● **TASK TO COMPLETE**:
Restate the full set of records exactly, without adding or dropping a word.

● **INPUT**:
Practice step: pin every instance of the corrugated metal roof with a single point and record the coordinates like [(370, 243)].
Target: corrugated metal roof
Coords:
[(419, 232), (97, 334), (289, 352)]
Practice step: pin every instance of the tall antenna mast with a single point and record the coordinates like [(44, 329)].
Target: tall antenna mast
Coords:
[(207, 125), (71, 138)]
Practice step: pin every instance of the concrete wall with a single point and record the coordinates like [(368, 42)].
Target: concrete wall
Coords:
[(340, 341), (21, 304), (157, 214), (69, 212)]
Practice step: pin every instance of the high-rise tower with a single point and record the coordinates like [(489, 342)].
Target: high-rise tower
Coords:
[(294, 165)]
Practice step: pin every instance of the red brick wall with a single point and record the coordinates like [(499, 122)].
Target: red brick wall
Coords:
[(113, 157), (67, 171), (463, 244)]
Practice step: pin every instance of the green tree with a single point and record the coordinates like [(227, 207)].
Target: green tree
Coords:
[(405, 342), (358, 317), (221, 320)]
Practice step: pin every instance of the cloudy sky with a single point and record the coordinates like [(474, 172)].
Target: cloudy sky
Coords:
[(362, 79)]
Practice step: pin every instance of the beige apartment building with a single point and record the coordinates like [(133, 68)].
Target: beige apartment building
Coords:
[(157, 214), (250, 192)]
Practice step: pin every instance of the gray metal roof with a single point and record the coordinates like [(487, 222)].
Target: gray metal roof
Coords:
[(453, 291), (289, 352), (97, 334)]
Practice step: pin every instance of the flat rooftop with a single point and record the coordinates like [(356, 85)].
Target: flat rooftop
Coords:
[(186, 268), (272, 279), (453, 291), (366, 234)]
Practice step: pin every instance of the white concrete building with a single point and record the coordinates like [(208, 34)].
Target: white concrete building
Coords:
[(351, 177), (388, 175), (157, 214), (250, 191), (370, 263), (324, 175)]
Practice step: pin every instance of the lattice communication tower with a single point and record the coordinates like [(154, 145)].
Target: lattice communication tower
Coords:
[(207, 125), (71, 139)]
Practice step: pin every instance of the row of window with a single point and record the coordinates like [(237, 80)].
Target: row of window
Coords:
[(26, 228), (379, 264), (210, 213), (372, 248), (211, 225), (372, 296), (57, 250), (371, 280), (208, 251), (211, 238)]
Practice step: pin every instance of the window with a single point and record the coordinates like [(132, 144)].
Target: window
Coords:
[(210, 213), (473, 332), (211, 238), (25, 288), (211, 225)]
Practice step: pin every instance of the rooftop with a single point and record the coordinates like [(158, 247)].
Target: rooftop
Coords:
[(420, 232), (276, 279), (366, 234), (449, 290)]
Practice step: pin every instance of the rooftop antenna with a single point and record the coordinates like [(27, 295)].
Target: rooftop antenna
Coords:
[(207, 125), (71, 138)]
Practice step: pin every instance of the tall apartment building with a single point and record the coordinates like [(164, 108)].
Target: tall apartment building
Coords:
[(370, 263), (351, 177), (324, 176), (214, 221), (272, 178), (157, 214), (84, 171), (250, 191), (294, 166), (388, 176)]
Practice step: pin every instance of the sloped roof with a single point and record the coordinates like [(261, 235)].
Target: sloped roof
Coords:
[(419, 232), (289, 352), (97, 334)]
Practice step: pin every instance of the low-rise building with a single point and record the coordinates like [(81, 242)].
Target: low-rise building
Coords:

● **SOLUTION TO THIS PROBLEM**:
Practice step: pin every instance of the corrugated metal roof with a single point and record the coordinates like [(370, 243)].
Target: corrugated metal roof
Coords:
[(419, 232), (97, 334), (289, 352)]
Practice step: pin every instance of the tall antenna mast with a single point and record the coordinates like [(44, 329)].
Target: tall antenna mast
Coords:
[(207, 125), (71, 138)]
Practice step: pin every instance of the concrete wall with a single point and record the coordinates like [(368, 42)].
Target: concrete wall
Coords:
[(340, 341), (21, 304), (157, 214), (69, 212)]
Practice step: pin every instance of the high-rise tower with a single point and record the coordinates like [(489, 342)].
Target: high-rise tower
Coords:
[(294, 165)]
Practice step: pin every instance of the red brick wall with a single point and record the coordinates like [(499, 122)].
Target: red brick wall
Coords:
[(113, 157), (67, 171), (463, 244)]
Practice step: pin every instance of the green tree with a single point and record the coordinates like [(227, 207)].
Target: green tree
Coords:
[(405, 342), (358, 317), (221, 320)]
Practice step: pin every instance of the cloudy sky with a single point and record the coordinates like [(474, 172)].
Target: cloudy sky
Coords:
[(362, 79)]
Practice step: pin every instance of the beige apartment building with a single point and record the coordinates like [(133, 68)].
Target: beige apartment building
Coords:
[(157, 214), (250, 192)]
Practice step: pin every instance of the gray metal roof with a single point and record the coordinates like [(487, 222)].
Target: gray metal roof
Coords:
[(453, 291), (289, 352), (97, 334)]
Practice step: pin every instance of the flat rooftop with a single point and record the coordinates like [(356, 85)].
Target: flat rooftop
Coords:
[(186, 268), (272, 279), (453, 291), (366, 234)]
Practice step: pin every instance of the white concrete building with a single point and record the coordinates like [(208, 34)].
Target: white concrete building
Coords:
[(351, 177), (388, 175), (157, 214), (250, 191), (370, 263), (324, 175)]
Practice step: pin every instance of the lattice communication tower with a single point and record the coordinates like [(154, 145)].
Target: lattice communication tower
Coords:
[(207, 125), (71, 139)]
Practice step: pin every instance of the row of window with a single point and record the coordinates like [(237, 80)].
Target: row of window
Coords:
[(26, 228), (379, 264), (210, 213), (372, 248), (211, 225), (372, 296), (57, 250), (371, 280), (208, 251), (211, 238)]
Practice step: pin every instance of the window with a single point and record the coordinates like [(132, 144)].
Target: window
Coords:
[(210, 213), (473, 332), (211, 238), (25, 288), (211, 225)]
Practice step: pin every instance of the rooftop with a single point and record the coordinates like [(158, 247)].
Target: rooftop
Coords:
[(420, 232), (276, 279), (366, 234), (449, 290)]
Practice step: pin every instance of the rooftop antenna with a single point and record the coordinates like [(27, 295)].
Target: rooftop antenna
Coords:
[(207, 125), (71, 138)]
Practice step: pin every instance of the tall apartment building with a single point and record the coordinates like [(164, 108)].
Target: tall apartment building
Coords:
[(370, 263), (351, 177), (324, 176), (214, 221), (272, 178), (157, 214), (84, 171), (250, 191), (294, 166), (388, 176)]
Practice step: pin every instance of the sloped roof with a single point and record the coordinates like [(261, 235)].
Target: sloped roof
Coords:
[(419, 232), (289, 352), (97, 334)]
Practice step: pin every instance of the low-rise building with a single point and record the coordinates like [(81, 242)].
Target: low-rise building
Coords:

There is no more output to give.